** START TEXT SEGMENT **

Pin the advisory on Facebook, Instagram, TikTok, your website, and Google Business Profile if relevant. If your business has a customer database, consider sending an email or SMS advisory, especially if the fake ad involves payments, bookings, investments, employment, or sensitive personal information.

5. Secure your own accounts

Sometimes fake ads appear because a real business page, ad account, email, or website was compromised.

Check:

  • Facebook Business Manager / Meta Business Suite access
  • Google Ads account access
  • TikTok Ads Manager access
  • Website admin users
  • Domain registrar account
  • Email forwarding rules
  • Payment gateway settings
  • Staff or agency access permissions
  • Two-factor authentication

Remove unknown users, reset passwords, revoke old agency access, and preserve login history before making changes if compromise is suspected.

6. Decide whether to send a demand letter or go straight to reporting

A demand letter is useful when the person behind the fake ad is identifiable, such as a competitor, former franchisee, reseller, distributor, employee, or agency. It should demand that they stop using the logo, take down the ads, preserve records, identify ad accounts used, account for sales or leads generated, and correct misleading public statements.

But if the fake ad is run by an anonymous scammer, messaging the page may simply warn them to delete evidence and move elsewhere. In that situation, evidence preservation, platform reports, payment-channel reports, and cybercrime reporting should usually come first.

Evidence checklist for fake ads using your logo

Evidence Why it helps Practical tip
Trademark certificate or IPOPHL filing details Shows ownership of the mark Include registration number, Nice class, and owner name
SEC, DTI, or CDA registration Shows legal identity of the business Use the exact registered business name
Business permits, BIR registration, invoices Shows real business operations Useful for goodwill and damages
Official logo files and brand guidelines Shows what was copied Save original file dates if available
Screenshots of fake ads Shows unauthorized use Capture full screen, not only the logo
URLs and page IDs Helps platforms and investigators locate the content Copy links before reporting
Customer complaints Shows actual confusion or harm Ask customers to send full chat/payment records
Payment details used by scammer Helps fraud tracing Save account names, numbers, QR codes, receipts
Platform ticket numbers Shows you tried immediate takedown Keep all confirmation emails
Contracts with designers/agencies/resellers Shows who had authority and when it ended Important in former-partner disputes
Public advisory screenshots Shows mitigation efforts Useful if customers later ask what you did

Where to report fake ads using your business logo in the Philippines

Office or channel Best for What to prepare
Platform IP or impersonation report forms Fastest takedown of specific ads, pages, posts, listings, or accounts URLs, screenshots, trademark certificate, official page links
IPOPHL Intellectual Property Rights Enforcement Office Counterfeiting, piracy, trademark misuse, and IP enforcement coordination IP registration details, screenshots, links, shop/page names
IPOPHL Bureau of Legal Affairs Administrative IP complaints, especially where damages claimed are at least ₱200,000 Verified complaint, evidence, proof of ownership, damages
DTI / E-Commerce Bureau channels Fake online sales listings, consumer scams, counterfeit goods, deceptive e-commerce offers Screenshots, seller details, consumer complaints, payment records
PNP Anti-Cybercrime Group or NBI Cybercrime Division Online fraud, phishing, identity theft, cybersquatting, fake payment schemes Complaint-affidavit, IDs, digital evidence, customer affidavits
National Privacy Commission Misuse of personal data, IDs, customer information, employee photos, private contact details Notarized complaint, evidence, affidavits, proof of personal data misuse
Regular courts or prosecutors Injunctions, damages, criminal complaints, and urgent legal remedies Pleadings or complaint-affidavit, evidence, witnesses, notarized documents

IPOPHL’s Intellectual Property Rights Enforcement Office receives reports of counterfeiting, piracy, and other IP violations and may coordinate with agencies such as the PNP, NBI, Bureau of Customs, Optical Media Board, and local government units. IPOPHL specifically asks online complainants to include URLs, shop names, and online references when reporting IP violations. (IPOPHL)

** END TEXT SEGMENT **

→ **GOAL 1**
Rewrite the entries from the line with "wave with a single marker." through the end of the entries, swapping "black sand beach" for "dark sand beach" and keeping everything else the same.

** START RECORD EXTRACTS **

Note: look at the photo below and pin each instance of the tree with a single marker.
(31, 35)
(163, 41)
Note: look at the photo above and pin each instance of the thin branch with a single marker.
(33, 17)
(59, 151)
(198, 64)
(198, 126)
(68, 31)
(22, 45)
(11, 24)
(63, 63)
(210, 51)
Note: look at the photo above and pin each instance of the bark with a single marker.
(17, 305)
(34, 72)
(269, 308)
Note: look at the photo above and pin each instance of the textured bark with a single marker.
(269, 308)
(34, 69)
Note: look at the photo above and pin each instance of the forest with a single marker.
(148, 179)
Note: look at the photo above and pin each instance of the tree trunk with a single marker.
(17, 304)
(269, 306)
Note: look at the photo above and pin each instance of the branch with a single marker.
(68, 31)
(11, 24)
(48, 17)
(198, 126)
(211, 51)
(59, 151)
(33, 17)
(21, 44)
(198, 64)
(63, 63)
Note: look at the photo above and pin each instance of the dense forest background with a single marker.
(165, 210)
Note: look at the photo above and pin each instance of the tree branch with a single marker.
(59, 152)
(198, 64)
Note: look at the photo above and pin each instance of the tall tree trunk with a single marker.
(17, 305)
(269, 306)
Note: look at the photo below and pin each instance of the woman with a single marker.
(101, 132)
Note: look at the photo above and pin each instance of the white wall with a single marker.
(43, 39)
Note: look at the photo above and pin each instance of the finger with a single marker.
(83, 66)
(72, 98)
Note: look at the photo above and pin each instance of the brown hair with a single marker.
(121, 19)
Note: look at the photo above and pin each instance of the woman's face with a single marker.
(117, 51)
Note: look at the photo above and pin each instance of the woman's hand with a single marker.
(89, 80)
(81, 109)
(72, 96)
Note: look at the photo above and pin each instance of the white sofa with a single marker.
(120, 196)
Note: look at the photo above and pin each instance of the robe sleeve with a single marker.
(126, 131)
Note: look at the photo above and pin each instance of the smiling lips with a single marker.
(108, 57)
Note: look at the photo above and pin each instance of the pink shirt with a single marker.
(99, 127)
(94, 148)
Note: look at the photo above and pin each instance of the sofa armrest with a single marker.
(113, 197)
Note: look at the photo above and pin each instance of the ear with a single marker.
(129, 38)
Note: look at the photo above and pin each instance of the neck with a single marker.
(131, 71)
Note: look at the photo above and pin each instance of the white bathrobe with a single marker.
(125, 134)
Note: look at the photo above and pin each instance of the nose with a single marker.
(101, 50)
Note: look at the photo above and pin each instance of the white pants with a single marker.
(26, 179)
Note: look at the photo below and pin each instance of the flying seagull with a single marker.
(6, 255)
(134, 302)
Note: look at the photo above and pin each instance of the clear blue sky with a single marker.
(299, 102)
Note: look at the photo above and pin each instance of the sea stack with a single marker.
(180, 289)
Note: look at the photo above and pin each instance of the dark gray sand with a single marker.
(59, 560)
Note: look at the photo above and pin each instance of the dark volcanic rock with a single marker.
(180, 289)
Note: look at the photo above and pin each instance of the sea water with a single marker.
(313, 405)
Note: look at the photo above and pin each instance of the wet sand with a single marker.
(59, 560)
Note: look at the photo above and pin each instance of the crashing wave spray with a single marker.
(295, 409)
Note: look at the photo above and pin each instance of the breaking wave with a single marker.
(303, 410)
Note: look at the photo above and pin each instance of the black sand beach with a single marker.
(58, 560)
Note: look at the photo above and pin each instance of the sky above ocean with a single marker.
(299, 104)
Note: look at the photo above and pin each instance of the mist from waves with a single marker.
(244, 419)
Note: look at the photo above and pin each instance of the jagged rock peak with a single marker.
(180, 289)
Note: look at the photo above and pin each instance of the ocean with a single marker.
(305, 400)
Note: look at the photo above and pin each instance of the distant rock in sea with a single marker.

** END RECORD EXTRACTS **

→ **GOAL 2**
From the guide on fake ads, copy the passage from "Pin the advisory" to "sensitive personal information." word for word.

→ **SOLUTION 1**
Note: look at the photo above and pin each instance of the breaking wave with a single marker.
(303, 410)
Note: look at the photo above and pin each instance of the dark sand beach with a single marker.
(58, 560)
Note: look at the photo above and pin each instance of the sky above ocean with a single marker.
(299, 104)
Note: look at the photo above and pin each instance of the mist from waves with a single marker.
(244, 419)
Note: look at the photo above and pin each instance of the jagged rock peak with a single marker.
(180, 289)
Note: look at the photo above and pin each instance of the ocean with a single marker.
(305, 400)
Note: look at the photo above and pin each instance of the distant rock in sea with a single marker.

→ **SOLUTION 2**
Pin the advisory on Facebook, Instagram, TikTok, your website, and Google Business Profile if relevant. If your business has a customer database, consider sending an email or SMS advisory, especially if the fake ad involves payments, bookings, investments, employment, or sensitive personal information.